One huge, chronic problem with the House Republicans' scorched-earth war against the Patient Protection and Affordable Care Act (PPACA) is that they've never given the implementers the flexibility needed to get any big new program up and running.
If Republicans saw that there was some obvious flaw in the PPACA provisions that apply to the public exchange system or the commercial health insurance market, and Democrats in the Obama administration saw the exact same flaws, usually, all the Obama administrations could do is to try to regulate away the flaws. Or, if that was not possible, to just forge ahead with a stupid law in place and hope for the best.
Now, Republicans and the Obama administration are engaged in a legitimate fight over how much flexibility Congress should give the PPACA risk corridors programs, which was supposed to collect cash from thriving exchange plan issuers and use it to help stabilize struggling issuers in 2014, 2015 and 2016. And, has to date, not collected much cash from thriving exchange plan issuers.
On the one hand: It seems as if Republicans could make a reasonable argument that increasing risk corridors program flexibility will not actually stabilize the exchanges or the individual health insurance market and will be a waste of money.

[Work task]: Continue the passage on the fight over PPACA risk corridors, picking up right after its last sentence.

[Recorded data]:
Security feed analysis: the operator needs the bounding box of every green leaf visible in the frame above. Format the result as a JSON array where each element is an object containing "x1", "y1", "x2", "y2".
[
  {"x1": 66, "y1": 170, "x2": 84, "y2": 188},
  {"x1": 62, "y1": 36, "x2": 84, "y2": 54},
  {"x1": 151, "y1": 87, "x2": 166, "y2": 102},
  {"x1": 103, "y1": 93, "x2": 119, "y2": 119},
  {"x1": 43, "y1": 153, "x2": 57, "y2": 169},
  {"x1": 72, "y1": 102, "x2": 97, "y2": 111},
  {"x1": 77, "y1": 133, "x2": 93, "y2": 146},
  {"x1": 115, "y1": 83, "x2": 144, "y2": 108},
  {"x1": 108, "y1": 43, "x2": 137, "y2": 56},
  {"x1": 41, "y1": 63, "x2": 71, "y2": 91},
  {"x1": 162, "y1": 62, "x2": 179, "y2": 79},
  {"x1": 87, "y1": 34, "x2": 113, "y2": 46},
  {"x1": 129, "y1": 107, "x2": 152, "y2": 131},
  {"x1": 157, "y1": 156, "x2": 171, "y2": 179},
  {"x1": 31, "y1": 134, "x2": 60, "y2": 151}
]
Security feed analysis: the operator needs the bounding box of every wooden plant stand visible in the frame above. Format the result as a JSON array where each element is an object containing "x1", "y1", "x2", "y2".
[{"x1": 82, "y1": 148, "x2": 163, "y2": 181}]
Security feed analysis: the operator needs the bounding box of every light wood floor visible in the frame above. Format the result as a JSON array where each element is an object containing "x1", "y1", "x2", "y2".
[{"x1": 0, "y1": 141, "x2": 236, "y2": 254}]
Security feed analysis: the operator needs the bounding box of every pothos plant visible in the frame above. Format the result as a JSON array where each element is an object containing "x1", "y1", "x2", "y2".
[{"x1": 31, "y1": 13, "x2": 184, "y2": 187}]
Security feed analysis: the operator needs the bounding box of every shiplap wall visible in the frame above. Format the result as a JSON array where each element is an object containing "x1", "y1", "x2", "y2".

[Answer below]:
On the other hand, Medicare programs that Republicans like have had similar types of stabilization programs in place for years, and Republicans aren't going around rampaging against those programs. Republicans seem only to hate the versions of "insurer bailout" programs linked to Obama, not the versions linked to President Bush. And insurers could make an argument that it's mean for the government to promise, or appear to promise, access to financial support for a new project, then yank away the financial support.
On the third hand, I think that, purely on the level of how these conflicts look, not on pragmatic or moral principles, the Obama administration wins these arguments by default.
House Republicans have been so petty that they scared the U.S. Department of Health and Human Services (HHS) into hiding the division that runs PPACA commercial health insurance programs, the Center for Consumer Information & Insurance Oversight (CCIIO), inside the Centers for Medicare & Medicaid Services (CMS), rather than operating it as a stand-alone agency that Republican budget cutters could kill.